- RECORDS SHOWN:
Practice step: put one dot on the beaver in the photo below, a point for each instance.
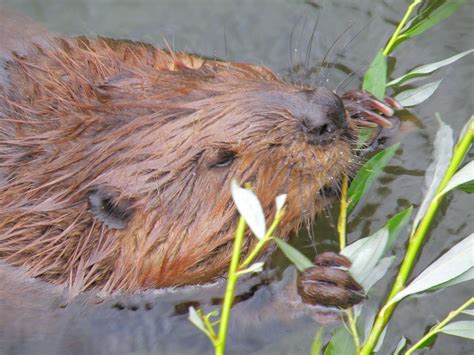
(116, 159)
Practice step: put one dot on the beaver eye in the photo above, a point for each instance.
(108, 208)
(225, 158)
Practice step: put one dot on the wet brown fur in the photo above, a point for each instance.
(148, 123)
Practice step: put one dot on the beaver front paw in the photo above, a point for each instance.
(366, 110)
(329, 283)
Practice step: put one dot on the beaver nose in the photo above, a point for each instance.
(318, 126)
(321, 114)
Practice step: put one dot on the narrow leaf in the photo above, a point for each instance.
(364, 261)
(450, 265)
(465, 276)
(413, 97)
(400, 346)
(469, 124)
(367, 174)
(299, 260)
(379, 344)
(463, 328)
(249, 208)
(468, 187)
(341, 343)
(395, 225)
(469, 312)
(443, 148)
(428, 68)
(196, 320)
(464, 175)
(256, 267)
(377, 273)
(431, 16)
(317, 345)
(376, 76)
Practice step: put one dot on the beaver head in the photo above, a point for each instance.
(116, 160)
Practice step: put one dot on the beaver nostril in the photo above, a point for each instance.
(324, 129)
(318, 128)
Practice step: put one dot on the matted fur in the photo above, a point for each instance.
(77, 114)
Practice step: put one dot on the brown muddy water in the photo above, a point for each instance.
(259, 32)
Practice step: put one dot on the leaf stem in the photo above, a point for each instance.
(229, 291)
(440, 326)
(341, 223)
(261, 243)
(389, 47)
(415, 241)
(353, 329)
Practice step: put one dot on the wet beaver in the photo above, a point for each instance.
(116, 158)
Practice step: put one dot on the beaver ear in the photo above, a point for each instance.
(109, 208)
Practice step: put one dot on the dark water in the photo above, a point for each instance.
(259, 32)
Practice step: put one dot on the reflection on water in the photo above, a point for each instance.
(278, 34)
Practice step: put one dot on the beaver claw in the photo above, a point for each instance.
(329, 282)
(363, 107)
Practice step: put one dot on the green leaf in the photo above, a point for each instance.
(463, 176)
(466, 276)
(451, 265)
(341, 343)
(469, 312)
(443, 150)
(395, 226)
(364, 133)
(413, 97)
(375, 77)
(317, 345)
(377, 273)
(295, 256)
(367, 174)
(430, 16)
(256, 267)
(467, 126)
(366, 256)
(463, 328)
(467, 187)
(428, 68)
(249, 208)
(400, 346)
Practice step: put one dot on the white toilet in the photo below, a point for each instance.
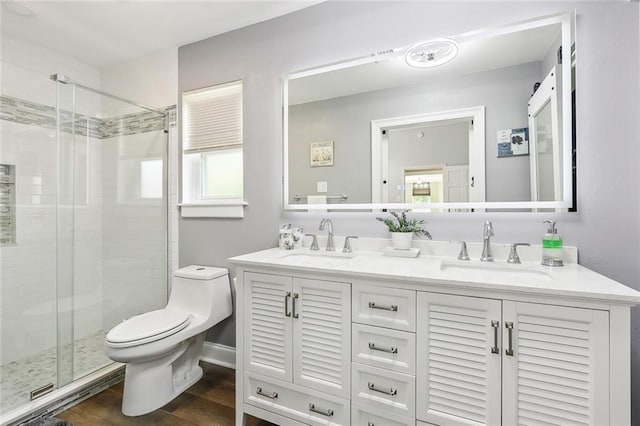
(161, 348)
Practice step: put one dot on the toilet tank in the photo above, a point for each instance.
(202, 290)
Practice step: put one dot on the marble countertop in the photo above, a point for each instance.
(571, 280)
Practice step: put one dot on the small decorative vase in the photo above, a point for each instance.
(401, 240)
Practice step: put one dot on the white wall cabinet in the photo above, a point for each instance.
(318, 350)
(486, 361)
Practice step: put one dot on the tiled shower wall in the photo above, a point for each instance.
(115, 240)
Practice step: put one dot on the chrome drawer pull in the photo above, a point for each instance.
(391, 349)
(295, 297)
(328, 412)
(509, 326)
(391, 391)
(392, 308)
(495, 325)
(272, 395)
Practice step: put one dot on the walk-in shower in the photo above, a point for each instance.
(83, 242)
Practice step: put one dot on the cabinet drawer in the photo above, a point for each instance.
(383, 306)
(385, 348)
(296, 402)
(387, 390)
(362, 415)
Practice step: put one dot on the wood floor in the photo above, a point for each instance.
(209, 402)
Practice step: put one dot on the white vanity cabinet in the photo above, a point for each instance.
(297, 351)
(482, 360)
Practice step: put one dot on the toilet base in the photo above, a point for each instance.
(152, 384)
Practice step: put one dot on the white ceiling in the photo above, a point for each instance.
(103, 33)
(484, 51)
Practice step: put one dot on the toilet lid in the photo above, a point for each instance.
(149, 327)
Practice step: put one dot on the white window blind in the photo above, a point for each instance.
(212, 118)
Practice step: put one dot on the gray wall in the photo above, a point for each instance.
(347, 121)
(606, 228)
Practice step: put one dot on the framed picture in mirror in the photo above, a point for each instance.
(321, 154)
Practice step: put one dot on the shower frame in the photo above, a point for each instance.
(67, 390)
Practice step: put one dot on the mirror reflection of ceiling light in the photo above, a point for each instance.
(431, 53)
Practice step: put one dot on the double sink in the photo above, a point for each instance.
(478, 271)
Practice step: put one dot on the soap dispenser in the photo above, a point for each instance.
(551, 246)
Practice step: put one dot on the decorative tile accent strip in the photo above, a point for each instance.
(34, 114)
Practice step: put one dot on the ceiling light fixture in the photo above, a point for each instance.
(431, 53)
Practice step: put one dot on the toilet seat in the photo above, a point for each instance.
(148, 327)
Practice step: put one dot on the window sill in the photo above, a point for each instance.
(220, 209)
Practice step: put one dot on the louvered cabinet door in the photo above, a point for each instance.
(558, 372)
(268, 328)
(458, 377)
(322, 336)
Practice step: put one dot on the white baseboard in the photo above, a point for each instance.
(218, 354)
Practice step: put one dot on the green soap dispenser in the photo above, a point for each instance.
(551, 246)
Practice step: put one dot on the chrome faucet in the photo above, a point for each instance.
(486, 243)
(324, 221)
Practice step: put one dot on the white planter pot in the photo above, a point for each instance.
(401, 240)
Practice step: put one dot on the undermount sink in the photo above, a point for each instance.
(482, 270)
(320, 258)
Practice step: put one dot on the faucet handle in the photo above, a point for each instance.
(513, 253)
(488, 229)
(464, 254)
(314, 242)
(347, 243)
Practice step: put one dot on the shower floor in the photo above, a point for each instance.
(19, 378)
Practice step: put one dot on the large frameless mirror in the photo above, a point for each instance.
(469, 122)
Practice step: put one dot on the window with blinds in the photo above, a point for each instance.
(212, 146)
(212, 118)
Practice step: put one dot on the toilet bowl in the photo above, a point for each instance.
(161, 348)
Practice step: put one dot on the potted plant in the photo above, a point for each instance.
(403, 229)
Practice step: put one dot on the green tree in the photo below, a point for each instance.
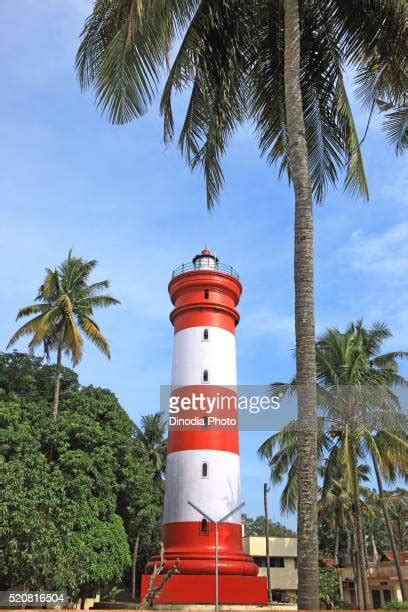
(398, 508)
(67, 524)
(329, 590)
(152, 434)
(280, 64)
(66, 302)
(355, 393)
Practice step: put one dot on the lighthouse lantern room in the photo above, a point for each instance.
(202, 468)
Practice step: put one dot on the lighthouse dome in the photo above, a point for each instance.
(205, 261)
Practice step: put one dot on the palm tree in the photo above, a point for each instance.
(335, 503)
(64, 308)
(279, 63)
(152, 435)
(397, 502)
(361, 415)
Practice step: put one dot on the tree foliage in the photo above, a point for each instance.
(66, 523)
(229, 57)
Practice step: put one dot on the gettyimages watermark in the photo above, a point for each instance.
(273, 408)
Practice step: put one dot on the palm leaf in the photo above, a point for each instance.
(92, 331)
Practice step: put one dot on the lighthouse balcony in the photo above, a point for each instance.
(205, 264)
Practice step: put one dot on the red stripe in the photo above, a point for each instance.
(199, 315)
(205, 298)
(195, 550)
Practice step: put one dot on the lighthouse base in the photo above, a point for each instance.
(200, 589)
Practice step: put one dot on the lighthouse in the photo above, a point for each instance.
(203, 464)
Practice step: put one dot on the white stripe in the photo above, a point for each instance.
(216, 495)
(192, 355)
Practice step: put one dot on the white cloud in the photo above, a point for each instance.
(397, 189)
(385, 254)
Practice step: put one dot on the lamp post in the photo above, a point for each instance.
(216, 522)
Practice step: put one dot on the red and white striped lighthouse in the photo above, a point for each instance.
(203, 459)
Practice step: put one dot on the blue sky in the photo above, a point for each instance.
(117, 194)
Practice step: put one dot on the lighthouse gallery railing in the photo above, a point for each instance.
(218, 267)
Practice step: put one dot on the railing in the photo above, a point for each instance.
(218, 267)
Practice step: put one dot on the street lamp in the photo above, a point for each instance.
(221, 520)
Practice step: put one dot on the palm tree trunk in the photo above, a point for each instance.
(134, 562)
(308, 571)
(357, 576)
(389, 528)
(358, 526)
(57, 380)
(336, 546)
(268, 561)
(374, 548)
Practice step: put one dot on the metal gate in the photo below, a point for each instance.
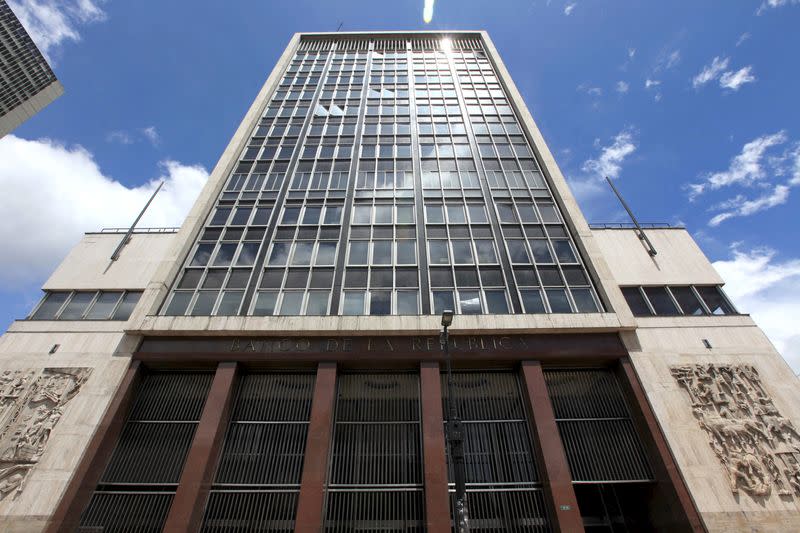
(375, 478)
(258, 479)
(140, 480)
(504, 492)
(596, 428)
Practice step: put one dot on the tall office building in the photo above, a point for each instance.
(275, 365)
(27, 84)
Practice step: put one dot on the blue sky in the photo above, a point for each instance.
(691, 106)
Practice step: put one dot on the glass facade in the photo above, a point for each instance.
(385, 177)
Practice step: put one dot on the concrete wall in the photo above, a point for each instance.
(88, 264)
(30, 107)
(108, 355)
(102, 346)
(679, 260)
(660, 343)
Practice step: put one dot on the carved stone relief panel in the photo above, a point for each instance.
(759, 448)
(31, 403)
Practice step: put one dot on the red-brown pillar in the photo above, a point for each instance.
(668, 477)
(67, 515)
(186, 512)
(315, 463)
(437, 501)
(557, 479)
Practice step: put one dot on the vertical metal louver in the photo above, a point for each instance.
(258, 477)
(598, 434)
(375, 478)
(139, 482)
(503, 487)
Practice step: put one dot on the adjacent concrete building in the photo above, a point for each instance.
(276, 363)
(27, 84)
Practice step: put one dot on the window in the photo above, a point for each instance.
(661, 301)
(691, 300)
(49, 307)
(690, 304)
(716, 301)
(88, 305)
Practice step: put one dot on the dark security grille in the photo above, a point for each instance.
(595, 425)
(258, 478)
(118, 511)
(138, 485)
(503, 488)
(375, 480)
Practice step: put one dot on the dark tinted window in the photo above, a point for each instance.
(717, 303)
(49, 308)
(636, 301)
(689, 303)
(660, 300)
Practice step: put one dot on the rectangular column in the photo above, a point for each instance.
(437, 501)
(186, 512)
(68, 513)
(557, 479)
(669, 480)
(311, 500)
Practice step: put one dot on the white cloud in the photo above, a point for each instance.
(152, 135)
(52, 22)
(745, 36)
(769, 290)
(119, 136)
(672, 59)
(710, 72)
(745, 169)
(740, 206)
(592, 91)
(609, 162)
(754, 167)
(52, 193)
(775, 3)
(734, 80)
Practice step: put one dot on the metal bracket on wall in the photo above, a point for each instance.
(127, 236)
(639, 231)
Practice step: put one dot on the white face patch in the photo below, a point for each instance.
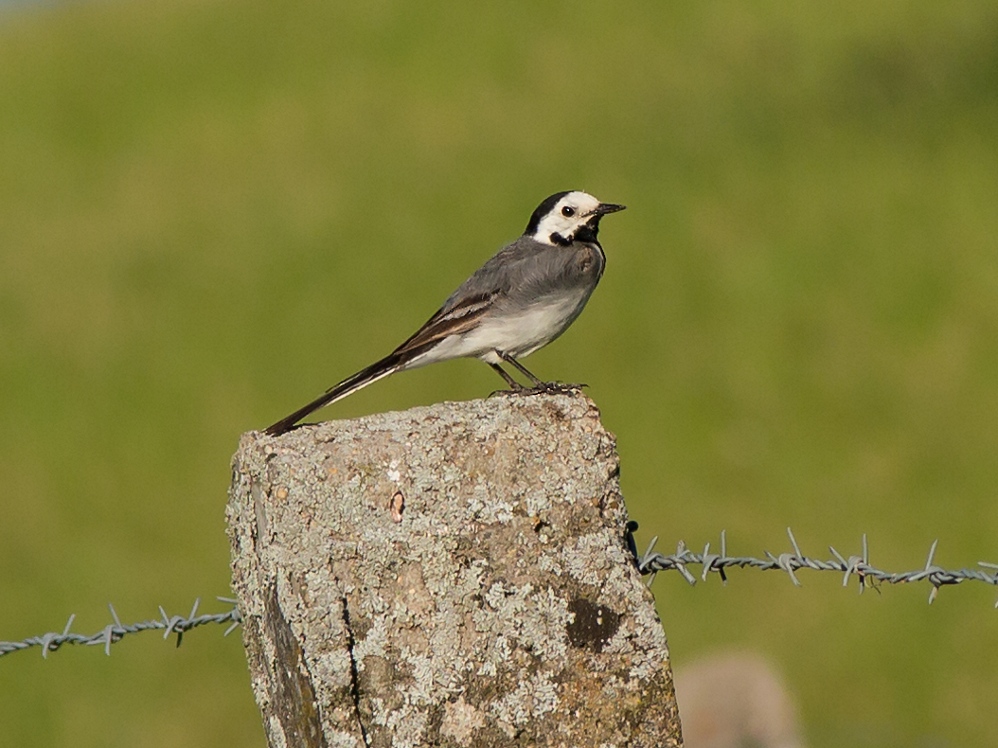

- GIVEN REQUEST:
Which lines in the material above contain the string "ceiling" with matching case? Gather each such line and copy it out.

- EXERCISE SOLUTION:
Practice step: put one dot on the white ceiling in the photo above, a point for each instance.
Practice step: put one dot on the mirror reflection of ceiling light in the photo above, a point for each instance.
Practice step: put one dot on the ceiling light fixture in the photo above, a point for each instance.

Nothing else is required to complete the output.